| Task requirements |
Your answer should be every line from the records that contains "wooden".
** The input follows **
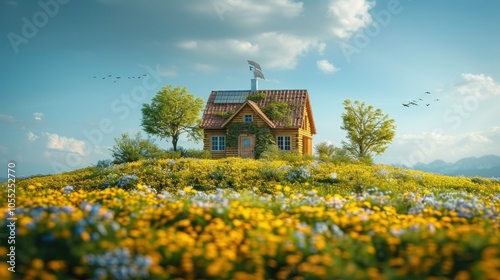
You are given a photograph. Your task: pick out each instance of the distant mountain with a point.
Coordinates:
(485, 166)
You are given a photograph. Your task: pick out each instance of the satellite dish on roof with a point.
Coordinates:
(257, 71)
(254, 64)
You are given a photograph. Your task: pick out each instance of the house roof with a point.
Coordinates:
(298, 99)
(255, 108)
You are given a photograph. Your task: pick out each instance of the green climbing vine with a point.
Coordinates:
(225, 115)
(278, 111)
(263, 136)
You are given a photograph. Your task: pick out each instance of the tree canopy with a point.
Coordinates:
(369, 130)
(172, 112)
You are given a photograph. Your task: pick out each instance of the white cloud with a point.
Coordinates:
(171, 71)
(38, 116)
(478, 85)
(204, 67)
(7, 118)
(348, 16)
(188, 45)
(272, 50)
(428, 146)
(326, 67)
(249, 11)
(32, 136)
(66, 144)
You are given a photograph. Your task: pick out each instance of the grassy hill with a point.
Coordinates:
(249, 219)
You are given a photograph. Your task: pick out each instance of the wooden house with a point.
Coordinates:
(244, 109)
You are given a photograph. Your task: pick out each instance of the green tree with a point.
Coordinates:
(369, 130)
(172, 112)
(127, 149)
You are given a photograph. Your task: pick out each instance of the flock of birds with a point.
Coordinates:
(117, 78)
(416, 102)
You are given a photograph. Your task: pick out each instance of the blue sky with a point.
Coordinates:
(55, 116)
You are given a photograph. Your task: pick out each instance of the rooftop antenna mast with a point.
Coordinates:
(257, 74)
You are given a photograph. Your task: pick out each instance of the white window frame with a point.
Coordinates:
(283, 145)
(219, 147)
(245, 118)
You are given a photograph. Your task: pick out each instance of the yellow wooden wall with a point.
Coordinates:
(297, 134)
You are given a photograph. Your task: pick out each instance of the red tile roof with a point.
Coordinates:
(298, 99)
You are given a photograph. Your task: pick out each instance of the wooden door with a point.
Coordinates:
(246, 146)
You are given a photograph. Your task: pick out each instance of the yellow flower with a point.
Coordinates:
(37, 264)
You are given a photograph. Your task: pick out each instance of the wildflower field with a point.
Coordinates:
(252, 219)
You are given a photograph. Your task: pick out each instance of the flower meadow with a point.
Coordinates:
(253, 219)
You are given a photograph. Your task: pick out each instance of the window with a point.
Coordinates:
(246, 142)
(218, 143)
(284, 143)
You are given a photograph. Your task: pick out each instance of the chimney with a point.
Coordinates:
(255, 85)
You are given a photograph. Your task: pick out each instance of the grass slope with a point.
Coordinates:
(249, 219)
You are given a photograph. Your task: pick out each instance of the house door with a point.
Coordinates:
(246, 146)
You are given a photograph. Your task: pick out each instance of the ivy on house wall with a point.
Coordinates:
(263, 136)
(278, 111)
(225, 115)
** End of The input **
** The input follows **
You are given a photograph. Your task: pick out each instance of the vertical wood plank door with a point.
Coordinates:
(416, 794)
** End of The input **
** The input follows **
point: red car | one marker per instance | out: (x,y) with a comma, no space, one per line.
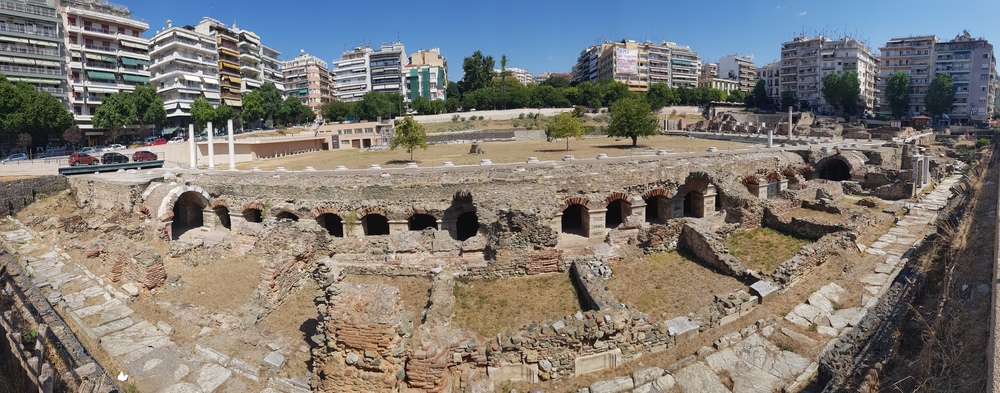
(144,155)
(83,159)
** End of The input **
| Solution below |
You are given a photograph. Your task: pick out each instance of the wooden house with a point.
You are given a photograph. Your task: pick out each instance of the yellow wooden wall with a point.
You are given a photograph. Your task: pick out each instance of the wooden door with a point.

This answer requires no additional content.